Data shown start
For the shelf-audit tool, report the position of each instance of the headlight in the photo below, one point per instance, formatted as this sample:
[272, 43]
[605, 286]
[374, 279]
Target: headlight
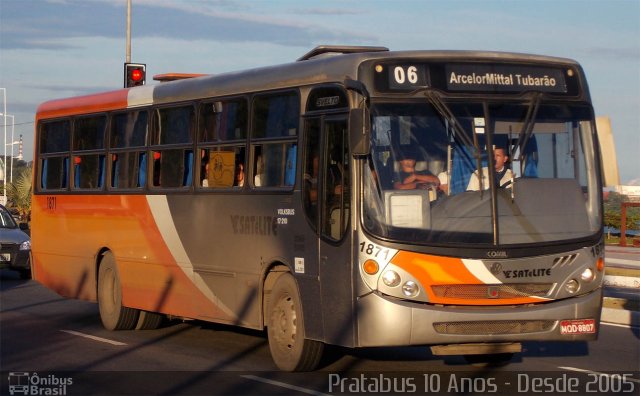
[588, 275]
[410, 289]
[391, 278]
[572, 286]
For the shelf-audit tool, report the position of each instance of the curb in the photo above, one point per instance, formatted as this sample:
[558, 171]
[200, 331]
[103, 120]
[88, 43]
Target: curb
[620, 316]
[622, 281]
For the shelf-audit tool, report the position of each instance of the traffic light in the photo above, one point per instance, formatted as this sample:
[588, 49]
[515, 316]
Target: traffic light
[134, 74]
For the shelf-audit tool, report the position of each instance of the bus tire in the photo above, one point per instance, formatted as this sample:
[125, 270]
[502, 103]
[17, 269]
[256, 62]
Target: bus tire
[290, 350]
[149, 320]
[113, 314]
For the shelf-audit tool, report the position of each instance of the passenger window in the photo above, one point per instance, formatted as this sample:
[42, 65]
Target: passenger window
[274, 165]
[128, 169]
[222, 167]
[88, 133]
[223, 121]
[129, 129]
[172, 168]
[54, 144]
[88, 171]
[175, 125]
[276, 115]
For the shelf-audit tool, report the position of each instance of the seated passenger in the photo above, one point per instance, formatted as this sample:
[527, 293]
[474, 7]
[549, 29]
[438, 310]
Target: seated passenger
[502, 176]
[409, 179]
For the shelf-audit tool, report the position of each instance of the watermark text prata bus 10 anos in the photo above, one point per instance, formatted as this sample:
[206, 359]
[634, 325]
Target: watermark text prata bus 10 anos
[506, 383]
[24, 383]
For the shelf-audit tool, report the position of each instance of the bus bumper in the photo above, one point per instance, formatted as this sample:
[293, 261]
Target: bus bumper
[384, 321]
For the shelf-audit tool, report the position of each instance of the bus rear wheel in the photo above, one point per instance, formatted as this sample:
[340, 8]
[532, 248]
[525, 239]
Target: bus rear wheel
Data shown end
#### [Task requirements]
Reproduce every line exactly and omit all pictures.

#### [Response to this exercise]
For the shelf-audit tool, report the position of each instance of the headlight in the photo below, one point per instance, formatted as this sample:
[272, 43]
[605, 286]
[374, 279]
Target: headlight
[588, 275]
[410, 289]
[391, 278]
[572, 286]
For the shelf-audit tool, report the position of each instance of the curb in the photo above, one point per instance, formatted as this sample:
[558, 171]
[200, 331]
[103, 120]
[88, 43]
Target: curb
[620, 316]
[622, 281]
For the shelf-audit tool, report the position of each instance of the traffic light in the photo above, one point per instance, formatted as this sample:
[588, 49]
[515, 316]
Target: traffic light
[134, 74]
For the shelf-audit tool, report the position of each instance of the bus tire in the photo above, one point per instance, formatted as this sample:
[125, 270]
[502, 103]
[17, 269]
[256, 62]
Target: bus tire
[290, 350]
[149, 320]
[113, 314]
For the shelf-audit tool, report the position of each instance of the passenger window in the photo above, one point per instance, formatted as this sample:
[42, 65]
Target: passenger window
[274, 165]
[128, 169]
[222, 167]
[88, 133]
[223, 121]
[129, 129]
[172, 168]
[54, 144]
[88, 171]
[175, 125]
[276, 115]
For the shelf-audit tool, report the position of each instance of the seated passenger in the photo above, one point per instance, formatted as this sample:
[527, 293]
[474, 7]
[549, 29]
[438, 310]
Target: seated passenger
[502, 176]
[409, 179]
For the shelf-audit tool, report the position of each instance of the watermark text prata bus 10 anos in the photo above, one point per instance, formatted as this sample:
[206, 359]
[634, 325]
Target: watermark text prata bus 10 anos
[506, 383]
[24, 383]
For the shelf-audit tool, report the position of each instance of the bus bumper in the photo above, one point per instance, formatted as this sample:
[293, 261]
Target: bus bumper
[384, 321]
For the shelf-audit tool, report the position of each instance of the bus rear wheel in the photo above, one point per instance, formatted as this sample:
[340, 8]
[532, 248]
[525, 239]
Target: bus rear wheel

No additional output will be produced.